Task details - Reproduce all of the data word for word.

-- Stored data start --

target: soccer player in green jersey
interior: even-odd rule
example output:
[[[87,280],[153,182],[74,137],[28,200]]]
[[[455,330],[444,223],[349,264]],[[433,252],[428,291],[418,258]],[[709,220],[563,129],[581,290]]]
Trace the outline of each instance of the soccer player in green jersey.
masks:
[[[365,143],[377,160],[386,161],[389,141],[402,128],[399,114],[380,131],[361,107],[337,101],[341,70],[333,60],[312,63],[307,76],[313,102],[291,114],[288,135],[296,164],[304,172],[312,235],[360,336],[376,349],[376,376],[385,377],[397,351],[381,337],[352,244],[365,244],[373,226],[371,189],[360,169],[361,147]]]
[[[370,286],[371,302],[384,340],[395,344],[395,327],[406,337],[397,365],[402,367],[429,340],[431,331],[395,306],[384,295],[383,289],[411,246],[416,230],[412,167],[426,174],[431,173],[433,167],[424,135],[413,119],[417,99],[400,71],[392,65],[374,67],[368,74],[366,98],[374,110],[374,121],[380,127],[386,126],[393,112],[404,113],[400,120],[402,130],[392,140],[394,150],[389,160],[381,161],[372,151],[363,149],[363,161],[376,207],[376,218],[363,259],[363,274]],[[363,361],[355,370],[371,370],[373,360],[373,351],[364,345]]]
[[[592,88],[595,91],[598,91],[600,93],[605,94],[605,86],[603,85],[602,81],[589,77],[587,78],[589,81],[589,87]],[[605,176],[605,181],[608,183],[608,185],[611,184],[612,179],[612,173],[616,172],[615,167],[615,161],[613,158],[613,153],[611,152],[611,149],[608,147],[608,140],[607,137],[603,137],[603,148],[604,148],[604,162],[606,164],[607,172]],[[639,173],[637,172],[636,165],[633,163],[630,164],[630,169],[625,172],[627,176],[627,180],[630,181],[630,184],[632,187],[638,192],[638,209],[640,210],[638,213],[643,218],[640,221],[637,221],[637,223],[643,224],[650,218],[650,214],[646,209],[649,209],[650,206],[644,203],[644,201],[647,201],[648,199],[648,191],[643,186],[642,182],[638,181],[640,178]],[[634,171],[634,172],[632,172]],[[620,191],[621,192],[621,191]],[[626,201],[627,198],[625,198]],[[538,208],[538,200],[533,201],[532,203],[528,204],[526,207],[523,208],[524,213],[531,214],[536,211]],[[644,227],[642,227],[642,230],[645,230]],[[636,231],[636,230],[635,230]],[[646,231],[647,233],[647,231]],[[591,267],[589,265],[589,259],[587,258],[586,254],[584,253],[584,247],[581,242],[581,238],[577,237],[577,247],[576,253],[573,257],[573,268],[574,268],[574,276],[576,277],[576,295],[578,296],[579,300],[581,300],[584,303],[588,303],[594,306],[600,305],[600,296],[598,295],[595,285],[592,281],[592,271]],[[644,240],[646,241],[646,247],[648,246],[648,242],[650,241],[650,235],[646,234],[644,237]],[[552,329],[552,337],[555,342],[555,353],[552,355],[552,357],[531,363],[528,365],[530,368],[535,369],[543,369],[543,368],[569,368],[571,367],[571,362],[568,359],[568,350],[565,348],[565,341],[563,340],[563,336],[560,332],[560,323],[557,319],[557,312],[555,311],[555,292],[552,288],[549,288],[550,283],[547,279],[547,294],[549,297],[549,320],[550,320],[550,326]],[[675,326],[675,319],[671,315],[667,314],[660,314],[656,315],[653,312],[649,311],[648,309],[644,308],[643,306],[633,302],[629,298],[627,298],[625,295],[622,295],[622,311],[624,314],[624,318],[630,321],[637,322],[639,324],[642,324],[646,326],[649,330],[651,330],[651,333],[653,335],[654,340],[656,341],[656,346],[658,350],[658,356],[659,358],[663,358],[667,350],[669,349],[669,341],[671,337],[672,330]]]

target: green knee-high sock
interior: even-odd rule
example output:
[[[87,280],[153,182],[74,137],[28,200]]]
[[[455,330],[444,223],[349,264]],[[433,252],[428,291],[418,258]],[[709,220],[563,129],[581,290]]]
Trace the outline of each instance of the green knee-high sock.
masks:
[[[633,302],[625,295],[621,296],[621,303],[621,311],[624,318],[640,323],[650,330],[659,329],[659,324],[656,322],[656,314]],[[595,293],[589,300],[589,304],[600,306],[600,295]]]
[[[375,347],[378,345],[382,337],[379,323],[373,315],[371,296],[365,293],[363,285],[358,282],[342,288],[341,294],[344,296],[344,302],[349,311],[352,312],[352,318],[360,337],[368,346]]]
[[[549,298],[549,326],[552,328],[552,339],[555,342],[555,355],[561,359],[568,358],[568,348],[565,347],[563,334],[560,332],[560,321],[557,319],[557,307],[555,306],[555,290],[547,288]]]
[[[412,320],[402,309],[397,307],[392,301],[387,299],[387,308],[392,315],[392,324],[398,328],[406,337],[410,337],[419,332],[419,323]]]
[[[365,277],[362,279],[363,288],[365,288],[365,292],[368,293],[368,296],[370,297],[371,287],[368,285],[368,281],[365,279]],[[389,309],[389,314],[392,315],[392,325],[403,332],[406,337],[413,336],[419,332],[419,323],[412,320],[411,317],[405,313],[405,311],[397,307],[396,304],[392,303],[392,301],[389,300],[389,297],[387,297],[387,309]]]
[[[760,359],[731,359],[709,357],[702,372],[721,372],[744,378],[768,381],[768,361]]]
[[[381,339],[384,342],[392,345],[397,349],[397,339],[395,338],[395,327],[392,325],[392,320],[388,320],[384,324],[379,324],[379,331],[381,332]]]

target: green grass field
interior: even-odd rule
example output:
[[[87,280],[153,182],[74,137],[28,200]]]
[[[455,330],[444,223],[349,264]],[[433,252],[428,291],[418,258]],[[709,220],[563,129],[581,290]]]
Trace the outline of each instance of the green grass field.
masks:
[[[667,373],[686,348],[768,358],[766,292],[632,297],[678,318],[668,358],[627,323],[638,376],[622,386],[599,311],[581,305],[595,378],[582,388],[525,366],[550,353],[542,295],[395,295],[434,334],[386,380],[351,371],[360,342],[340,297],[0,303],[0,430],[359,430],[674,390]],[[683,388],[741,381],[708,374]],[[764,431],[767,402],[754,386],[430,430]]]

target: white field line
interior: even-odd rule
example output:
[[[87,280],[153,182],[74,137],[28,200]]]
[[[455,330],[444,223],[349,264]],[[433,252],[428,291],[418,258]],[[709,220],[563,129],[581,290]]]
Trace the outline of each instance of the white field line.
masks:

-- Stored data end --

Full answer -
target: soccer player in green jersey
interior: even-odd rule
example output:
[[[87,280],[153,182],[74,137],[28,200]]]
[[[455,330],[444,223],[349,264]],[[433,252],[428,291],[418,258]],[[709,220],[563,129],[581,290]]]
Trace the outline of each instance of the soccer player in green jersey.
masks:
[[[365,143],[377,160],[386,161],[389,141],[402,128],[399,114],[380,131],[361,107],[337,101],[341,70],[333,60],[312,63],[307,76],[313,102],[291,114],[288,135],[296,164],[304,172],[312,235],[360,336],[376,349],[376,376],[385,377],[397,351],[381,337],[352,244],[365,244],[373,226],[371,189],[360,169],[361,147]]]
[[[370,286],[371,302],[384,340],[395,344],[395,327],[406,337],[397,365],[402,367],[429,340],[431,331],[395,306],[384,295],[383,289],[411,246],[416,230],[412,167],[426,174],[431,173],[433,167],[424,135],[413,119],[417,99],[400,71],[392,65],[374,67],[368,74],[366,98],[374,110],[374,121],[380,127],[386,126],[393,112],[404,113],[400,120],[402,130],[392,140],[394,150],[389,160],[381,161],[372,151],[363,149],[363,161],[376,207],[376,218],[363,259],[363,274]],[[363,361],[355,370],[371,370],[373,360],[373,351],[364,345]]]
[[[592,88],[595,91],[598,91],[600,93],[605,94],[605,86],[603,85],[602,81],[589,77],[587,78],[589,81],[589,87]],[[605,176],[605,181],[608,183],[608,185],[611,184],[612,179],[612,173],[616,172],[615,167],[615,161],[613,158],[613,153],[611,152],[611,149],[608,147],[608,140],[607,137],[603,137],[603,148],[604,148],[604,162],[606,164],[607,172]],[[639,173],[637,172],[636,165],[633,163],[630,164],[630,169],[625,172],[627,176],[627,180],[630,181],[630,184],[632,187],[638,192],[638,209],[640,210],[638,213],[643,218],[640,221],[637,221],[637,223],[643,224],[650,218],[650,214],[646,209],[649,209],[650,206],[644,203],[644,201],[647,201],[648,199],[648,191],[643,186],[642,182],[638,181],[640,178]],[[634,171],[634,172],[632,172]],[[620,191],[621,192],[621,191]],[[626,201],[627,198],[625,198]],[[538,208],[538,200],[533,201],[532,203],[528,204],[526,207],[523,208],[524,213],[531,214],[536,211]],[[644,227],[642,227],[642,230],[645,230]],[[636,231],[636,230],[635,230]],[[646,231],[647,233],[647,231]],[[591,267],[589,265],[589,259],[587,258],[586,254],[584,253],[584,247],[581,242],[581,238],[577,237],[577,247],[576,253],[573,257],[573,268],[574,268],[574,276],[576,277],[576,295],[578,296],[579,300],[581,300],[584,303],[588,303],[594,306],[600,305],[600,296],[598,295],[595,285],[592,281],[592,271]],[[644,240],[646,241],[646,247],[648,246],[648,242],[650,241],[650,235],[646,234],[644,237]],[[552,329],[552,337],[555,342],[555,353],[552,355],[552,357],[531,363],[528,365],[530,368],[535,369],[543,369],[543,368],[569,368],[571,367],[571,362],[568,359],[568,350],[565,348],[565,341],[563,340],[563,336],[560,332],[560,323],[557,319],[557,312],[555,311],[555,292],[552,288],[549,288],[550,283],[547,279],[547,294],[549,297],[549,320],[550,320],[550,326]],[[675,326],[675,319],[671,315],[667,314],[660,314],[656,315],[653,312],[649,311],[648,309],[644,308],[643,306],[633,302],[629,298],[627,298],[625,295],[622,295],[622,311],[624,314],[624,318],[630,321],[637,322],[639,324],[642,324],[646,326],[649,330],[651,330],[651,333],[653,335],[654,340],[656,341],[656,346],[658,350],[658,356],[659,358],[663,358],[667,350],[669,349],[669,341],[671,337],[672,330]]]

target: green knee-high sock
interior: even-odd rule
example output:
[[[87,280],[153,182],[74,137],[28,200]]]
[[[455,330],[444,223],[349,264]],[[433,252],[428,291],[418,258]],[[709,220],[563,129],[581,290]]]
Trace the outline of each instance of the green knee-high sock.
masks:
[[[633,302],[625,295],[621,296],[621,303],[621,311],[624,318],[640,323],[650,330],[659,329],[659,324],[656,322],[656,314]],[[595,293],[589,300],[589,304],[600,306],[600,295]]]
[[[375,347],[378,345],[382,337],[379,323],[373,315],[371,296],[365,293],[363,285],[358,282],[342,288],[341,294],[344,296],[344,302],[349,311],[352,312],[352,318],[360,337],[368,346]]]
[[[549,298],[549,326],[552,328],[552,339],[555,342],[555,355],[561,359],[568,358],[568,348],[565,347],[563,334],[560,332],[560,321],[557,319],[557,307],[555,306],[555,290],[547,288]]]
[[[412,320],[402,309],[397,307],[392,301],[387,299],[387,308],[392,315],[392,324],[398,328],[406,337],[410,337],[419,332],[419,323]]]
[[[365,277],[362,279],[363,288],[365,288],[365,292],[368,293],[368,296],[370,297],[371,287],[368,285],[368,281],[365,279]],[[389,309],[389,314],[392,315],[392,325],[403,332],[406,337],[413,336],[419,332],[419,323],[412,320],[411,317],[405,313],[405,311],[397,307],[396,304],[392,303],[392,301],[389,300],[389,297],[387,297],[387,309]]]
[[[760,359],[731,359],[709,357],[702,372],[721,372],[744,378],[768,381],[768,361]]]
[[[381,339],[384,342],[392,345],[397,349],[397,339],[395,338],[395,327],[392,325],[392,320],[388,320],[384,324],[379,324],[379,331],[381,332]]]

target: green grass field
interior: even-odd rule
example output:
[[[87,280],[153,182],[74,137],[28,200]]]
[[[455,330],[444,223],[349,264]],[[433,252],[428,291],[418,258]],[[709,220],[563,129],[581,290]]]
Trace the outline of each instance of the green grass field.
masks:
[[[667,373],[686,348],[768,358],[766,292],[632,297],[678,318],[668,358],[627,323],[638,376],[622,386],[599,311],[581,305],[595,378],[582,388],[525,366],[550,353],[542,295],[395,295],[434,334],[386,380],[351,371],[360,342],[340,297],[0,303],[0,430],[359,430],[674,390]],[[683,388],[741,381],[708,374]],[[764,431],[767,402],[754,386],[430,430]]]

target: white field line
interior: even-odd rule
example output:
[[[87,280],[153,182],[74,137],[28,200]]]
[[[455,330],[444,223],[349,264]],[[433,252],[428,291],[418,258]],[[709,220],[563,129],[581,290]]]
Trace the outline of each instance of the white field line.
masks:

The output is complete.